Work task 1 » According to the ulcerative colitis text, what percentage of children with the condition have lower levels of vitamins A and E?
Work task 2 » Write the next part of the ulcerative colitis text, picking up after its final sentence.

Reading text »
========================================================================
Sulfate reducing bacteria’s are commonly found in patients with ulcerative colitis leading to higher amounts of sulfide, and altering the naturally occurring bacteria flora that lives in our intestines.
Lower levels of vitamins A and E are found in 16% of children with ulcerative colitis. Smoking and milk consumption can trigger ulcerative colitis. Ulcerative colitis can be agitated by psychological and psychosocial stressors.
With 1 million people in the US affected, ulcerative colitis has a prevalence rate of 35-100 cases in 100,000, and an incidence rate of 10.4-12 cases in 100,000. Higher numbers of Caucasians than African Americans suffer from ulcerative colitis, with Ashkenazi Jews being 2-4 times more likely to have it . Women are more likely to suffer from ulcerative colitis than men, and it is typically diagnosed in age ranges of 15-25 years old and 55-65 years old. Twenty to twenty-five percent of cases occur in people 20 or younger with only 2 in 100,000 children affected. Incidences of ulcerative colitis are low in Asia and the Far East.
Ulcerative colitis is characterized by changes to the immune system. The lamina propia accumulates extra T-cells, which are cytotoxic to the colonic epithelium. In addition, B cells, plasma cells, and immunoglobulin G and E increase. Ulcerative colitis patients have been observed to have anticolonic antibodies, as well as antiskeletal antibodies in limited cases. These antibodies attack the colon or skeletal system causing the patient discomfort or pain.
========================================================================
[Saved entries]

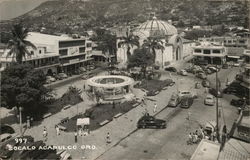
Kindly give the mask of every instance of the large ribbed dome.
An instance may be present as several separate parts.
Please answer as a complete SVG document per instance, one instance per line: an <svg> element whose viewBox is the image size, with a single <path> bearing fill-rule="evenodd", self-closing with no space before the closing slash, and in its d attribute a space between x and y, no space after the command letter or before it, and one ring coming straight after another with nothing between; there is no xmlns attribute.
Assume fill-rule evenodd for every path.
<svg viewBox="0 0 250 160"><path fill-rule="evenodd" d="M177 34L177 29L168 22L157 20L156 17L153 17L152 20L148 20L136 27L133 33L141 38L152 36L165 37Z"/></svg>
========================================================================
Response 1 » 16%

Response 2 »
Microscopic changes include abscesses, inflamed crypts of Lieber Kuhn, and acute chronic inflamed infiltrate of the lamina propria. Granulation tissue will quickly cover the ulcerated areas. Ulcerative colitis typically begins at the anal verge and extends, without interruption, to all, or part of the colon. Ninety-five percent of cases involve the rectum. The terminal ileum is impacted in about 10% of cases. Superficial mucosal inflammation is caused by noxious inflammatory mediates backing up.
There are no guidelines for prevention of ulcerative colitis.
Ulcerative colitis along with Crohn's disease, are both types of inflammatory bowel diseases (IBD). Ulcerative colitis typically affects the large bowel, while Crohn's disease impacts the whole gastrointestinal tract. The origins of ulcerative colitis are unknown, but it seems to be caused by a genetic predisposition and immune dysfunction. There is a strong correlation with histocompatibility human leukocyte antigen, (HLA)-B27 but the risk of having ulcerative colitis is not increased by having HLA-B27.
Ulcerative colitis can be impacted by the patient’s diet by agitating their already damaged mucous linings  . Though it can occur at any age, ulcerative colitis typically occurs between the ages of 15 and 25 or between the ages of 55 and 65. Ulcerative colitis sufferers typically have a wall lining that is thin to normal in thickness. But it can present as thickened due to hypertrophy and enema.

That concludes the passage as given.